▸ **EXERCISE DESCRIPTION**
Can you reproduce the records below, changing "target class" to "target category" and leaving everything else as it is, but without the pictures?

▸ **DATA FOR PROCESSING**

============

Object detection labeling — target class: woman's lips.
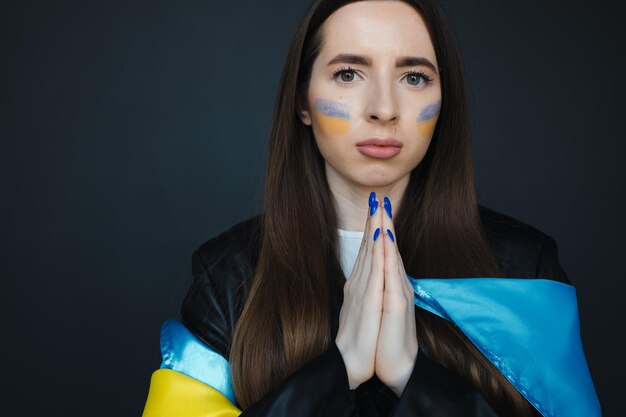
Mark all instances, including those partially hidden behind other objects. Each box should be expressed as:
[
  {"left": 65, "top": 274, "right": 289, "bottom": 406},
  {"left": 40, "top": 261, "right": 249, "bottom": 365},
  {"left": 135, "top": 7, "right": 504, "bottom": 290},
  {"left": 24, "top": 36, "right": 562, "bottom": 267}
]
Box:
[
  {"left": 356, "top": 138, "right": 402, "bottom": 159},
  {"left": 356, "top": 145, "right": 402, "bottom": 159}
]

============

▸ **EXERCISE RESPONSE**
Object detection labeling — target category: woman's lips.
Mark all instances, including those partially hidden behind other objects. Each box should be expressed as:
[
  {"left": 65, "top": 274, "right": 289, "bottom": 406},
  {"left": 40, "top": 261, "right": 249, "bottom": 365},
  {"left": 135, "top": 7, "right": 504, "bottom": 290},
  {"left": 24, "top": 36, "right": 562, "bottom": 267}
]
Box:
[
  {"left": 356, "top": 138, "right": 402, "bottom": 159},
  {"left": 356, "top": 145, "right": 402, "bottom": 159}
]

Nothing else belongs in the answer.